• Source passage

DISCIPLINARY COMMITTEE [BENCH-III (2024-2025]

[Constituted under Section 21B of the Chartered Accountants Act, 1949]

Findings under Rule 18(17) and 19(2) of the Chartered Accountants (Procedure of Investigations of Professional and Other Misconduct and Conduct of Cases) Rules, 2007

Case Ref. No.:
[PPR/P/7/S/09/DD/6/S/INF/09/DC/191/2012]

In the matter of:
CA B.L.N Phani Kumar 

….Respondent

Members Present:
CA. Charanjot Singh Nanda, Presiding Officer
Smt. Anita Kapur, Member (Govt. Nominee)
Dr. K. Rajeshwar Rao, Member (Govt. Nominee)
CA. Sushi! Kumar Goyal, Member
CA. Piyush S Chhajed, Member

Date of Final Hearing: 18.12.2024
Date of decision taken: 20.01.2025

Parties Present:

(i) CA. B.L.N. Phani Kumar — the Respondent
(ii) Adv. Karri Murali Krishna — the Counsel for the Respondent [both appeared through video conferencing from their respective personal location(s)]

Brief Background and charge against the Respondent:

1. In the extant case, the information has been filed by Shri A. Mangalagiri, General Manager, Reserve Bank of India (hereinafter referred to as ‘Informant’) against the Respondent stating that the Respondent firm was Statutory Auditor of seven companies during the financial year 2007-2008 namely;

a. M/s. Elem Investments Pvt. Ltd.,

b. M/s. Fincity Investments Pvt. Ltd.,

c. M/s. Highgrace Investments Pvt. Ltd.,

d. M/s. SNR Investments Pvt. Ltd.,

e. M/s. SRSR Advisory Services Pvt. Ltd.,

f. M/s. SRSR Holdings Pvt. Ltd. and

g. M/s. Veeyes Investments Pvt. Ltd.

(hereinafter collectively referred as the ‘Companies’)

• Exercise material
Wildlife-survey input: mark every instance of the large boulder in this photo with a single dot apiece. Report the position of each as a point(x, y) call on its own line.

--

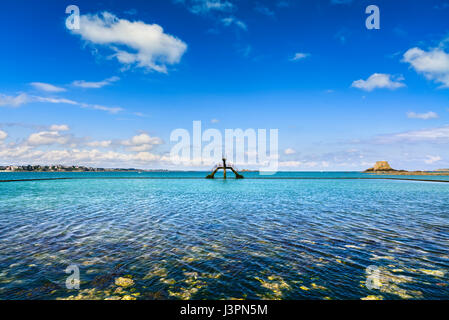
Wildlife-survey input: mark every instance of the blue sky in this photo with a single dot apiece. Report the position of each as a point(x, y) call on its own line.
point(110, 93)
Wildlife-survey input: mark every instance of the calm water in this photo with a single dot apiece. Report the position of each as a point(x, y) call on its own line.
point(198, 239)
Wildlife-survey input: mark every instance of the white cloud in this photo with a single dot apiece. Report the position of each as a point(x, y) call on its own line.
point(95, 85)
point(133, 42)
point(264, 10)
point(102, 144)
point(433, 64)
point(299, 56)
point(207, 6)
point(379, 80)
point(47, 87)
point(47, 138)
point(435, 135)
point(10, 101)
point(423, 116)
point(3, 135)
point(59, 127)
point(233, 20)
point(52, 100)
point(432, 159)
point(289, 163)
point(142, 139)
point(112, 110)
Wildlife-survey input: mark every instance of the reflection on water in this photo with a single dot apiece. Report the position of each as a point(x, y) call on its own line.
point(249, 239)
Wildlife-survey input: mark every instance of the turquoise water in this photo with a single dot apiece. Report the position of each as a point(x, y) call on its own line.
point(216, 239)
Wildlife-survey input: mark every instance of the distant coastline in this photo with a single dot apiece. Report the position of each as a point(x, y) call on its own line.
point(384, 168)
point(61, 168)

...

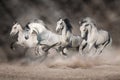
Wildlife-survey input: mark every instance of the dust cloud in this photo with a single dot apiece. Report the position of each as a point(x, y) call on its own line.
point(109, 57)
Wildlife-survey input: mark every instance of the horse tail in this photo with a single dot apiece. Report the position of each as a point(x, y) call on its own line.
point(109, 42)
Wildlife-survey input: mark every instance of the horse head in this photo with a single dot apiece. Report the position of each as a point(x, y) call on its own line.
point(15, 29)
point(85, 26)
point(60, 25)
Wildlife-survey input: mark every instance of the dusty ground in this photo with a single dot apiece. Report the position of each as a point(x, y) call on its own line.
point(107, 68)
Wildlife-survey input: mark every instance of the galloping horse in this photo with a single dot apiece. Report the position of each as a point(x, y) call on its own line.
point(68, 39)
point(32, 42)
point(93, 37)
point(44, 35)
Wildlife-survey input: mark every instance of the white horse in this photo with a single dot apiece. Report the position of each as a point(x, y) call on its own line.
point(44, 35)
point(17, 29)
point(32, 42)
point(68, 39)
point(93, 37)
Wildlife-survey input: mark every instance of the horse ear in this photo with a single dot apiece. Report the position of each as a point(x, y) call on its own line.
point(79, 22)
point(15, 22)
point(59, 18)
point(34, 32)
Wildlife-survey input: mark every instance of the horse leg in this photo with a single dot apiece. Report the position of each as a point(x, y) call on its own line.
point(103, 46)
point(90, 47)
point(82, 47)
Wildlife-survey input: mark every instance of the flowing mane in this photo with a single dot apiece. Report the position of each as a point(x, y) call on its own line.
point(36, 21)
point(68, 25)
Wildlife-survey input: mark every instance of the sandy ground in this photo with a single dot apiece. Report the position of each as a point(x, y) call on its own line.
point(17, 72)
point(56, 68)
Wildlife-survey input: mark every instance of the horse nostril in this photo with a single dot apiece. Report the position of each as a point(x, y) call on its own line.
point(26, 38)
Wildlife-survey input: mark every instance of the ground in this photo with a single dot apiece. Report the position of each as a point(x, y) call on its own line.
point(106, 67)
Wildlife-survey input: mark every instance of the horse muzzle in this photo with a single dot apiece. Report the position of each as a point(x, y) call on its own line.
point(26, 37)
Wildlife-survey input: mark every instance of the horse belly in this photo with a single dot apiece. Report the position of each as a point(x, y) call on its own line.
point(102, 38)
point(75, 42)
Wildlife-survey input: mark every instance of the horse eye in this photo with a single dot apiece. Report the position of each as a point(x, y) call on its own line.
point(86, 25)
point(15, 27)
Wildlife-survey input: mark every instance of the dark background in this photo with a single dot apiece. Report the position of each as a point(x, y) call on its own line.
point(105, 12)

• Set exercise 1
Can you set down the part of the disciplinary committee findings from "Findings under Rule" to "Kapur, Member (Govt. Nominee)" word for word?
• Set exercise 2
Would you recast the rows from the line with "Wildlife-survey input: mark every instance of the horse ear" to the line with "point(82, 47)", both included, as a numbered list with any blank lines left out?

• Solution 1
Findings under Rule 18(17) and 19(2) of the Chartered Accountants (Procedure of Investigations of Professional and Other Misconduct and Conduct of Cases) Rules, 2007

Case Ref. No.:
[PPR/P/7/S/09/DD/6/S/INF/09/DC/191/2012]

In the matter of:
CA B.L.N Phani Kumar 

….Respondent

Members Present:
CA. Charanjot Singh Nanda, Presiding Officer
Smt. Anita Kapur, Member (Govt. Nominee)

• Solution 2
1. Wildlife-survey input: mark every instance of the horse ear in this photo with a single dot apiece. Report the position of each as a point(x, y) call on its own line.
2. point(79, 22)
3. point(15, 22)
4. point(59, 18)
5. point(34, 32)
6. Wildlife-survey input: mark every instance of the horse leg in this photo with a single dot apiece. Report the position of each as a point(x, y) call on its own line.
7. point(103, 46)
8. point(90, 47)
9. point(82, 47)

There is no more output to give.